◆ READING TEXT
[Start of Attachment]
Skip to content

How to Create Tests Using Use Case Engine

Andrei Temnikov edited this page Mar 24, 2022 · 9 revisions

The test-driven development approach assumes that every code change is preceded by creating a test. Testing the grammar might be quite tricky, especially if it integrates with wrapping programming logic. In order to simplify testing and ensure maintainability of tests, COBOL Language Support contains a special markup language to provide use cases for the language engine.

How It Works

The COBOL specification contains many rules for definition and usage of semantic elements, and errors display for typos or misuse of variables. We therefore test for the following features:

  • Diagnostics
  • Definitions
  • Usage

If something is required but is not found or does not match the expectations, then the test fails. For example, IDENTIFICATION DIVISIONs. should produce a syntax error because “DIVISIONs” is not a valid keyword. If no such error displays, then the language engine is not functioning correctly. Furthermore, the test should also check the exact error message and severity level. Manual calculation of the positions for diagnostics and variables is boring and error-prone, so an automated solution would be preferable.
[End of Attachment]
◆ INPUT DATA
[Start of Attachment]
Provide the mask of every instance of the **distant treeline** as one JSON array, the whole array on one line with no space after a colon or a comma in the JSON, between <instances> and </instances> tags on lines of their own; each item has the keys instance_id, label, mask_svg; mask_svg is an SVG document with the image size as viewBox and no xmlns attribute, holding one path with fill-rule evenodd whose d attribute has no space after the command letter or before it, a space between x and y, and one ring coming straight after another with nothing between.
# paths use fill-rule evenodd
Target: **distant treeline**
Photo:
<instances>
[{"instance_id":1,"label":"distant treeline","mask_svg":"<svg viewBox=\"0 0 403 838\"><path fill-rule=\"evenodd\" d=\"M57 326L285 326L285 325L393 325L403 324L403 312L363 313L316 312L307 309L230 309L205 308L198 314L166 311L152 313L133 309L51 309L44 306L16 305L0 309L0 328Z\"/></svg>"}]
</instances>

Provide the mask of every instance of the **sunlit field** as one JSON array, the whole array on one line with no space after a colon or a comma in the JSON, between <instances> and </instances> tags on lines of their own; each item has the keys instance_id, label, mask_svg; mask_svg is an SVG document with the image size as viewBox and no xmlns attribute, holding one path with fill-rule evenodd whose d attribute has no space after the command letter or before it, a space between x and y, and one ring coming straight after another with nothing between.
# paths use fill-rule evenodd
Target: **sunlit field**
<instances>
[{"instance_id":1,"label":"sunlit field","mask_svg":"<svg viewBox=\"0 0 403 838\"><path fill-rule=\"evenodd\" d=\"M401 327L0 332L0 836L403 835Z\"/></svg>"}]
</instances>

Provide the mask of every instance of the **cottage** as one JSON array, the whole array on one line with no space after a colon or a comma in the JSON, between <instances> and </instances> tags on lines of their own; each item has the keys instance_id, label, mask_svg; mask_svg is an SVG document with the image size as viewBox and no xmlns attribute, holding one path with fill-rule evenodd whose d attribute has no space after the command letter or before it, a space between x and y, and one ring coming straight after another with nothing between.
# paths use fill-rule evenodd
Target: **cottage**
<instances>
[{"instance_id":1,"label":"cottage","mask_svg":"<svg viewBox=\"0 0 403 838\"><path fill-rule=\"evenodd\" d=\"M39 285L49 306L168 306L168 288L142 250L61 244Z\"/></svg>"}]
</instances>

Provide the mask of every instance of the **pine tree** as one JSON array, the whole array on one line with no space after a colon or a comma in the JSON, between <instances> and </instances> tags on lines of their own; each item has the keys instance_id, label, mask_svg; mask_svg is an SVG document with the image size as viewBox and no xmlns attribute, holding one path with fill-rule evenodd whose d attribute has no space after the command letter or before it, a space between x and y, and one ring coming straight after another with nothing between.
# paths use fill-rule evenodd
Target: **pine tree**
[End of Attachment]
◆ REQUIREMENT
Reproduce the stretch of the Use Case Engine page above from "How to Create" through "the language engine.".

◆ EXPECTED OUTPUT
How to Create Tests Using Use Case Engine

Andrei Temnikov edited this page Mar 24, 2022 · 9 revisions

The test-driven development approach assumes that every code change is preceded by creating a test. Testing the grammar might be quite tricky, especially if it integrates with wrapping programming logic. In order to simplify testing and ensure maintainability of tests, COBOL Language Support contains a special markup language to provide use cases for the language engine.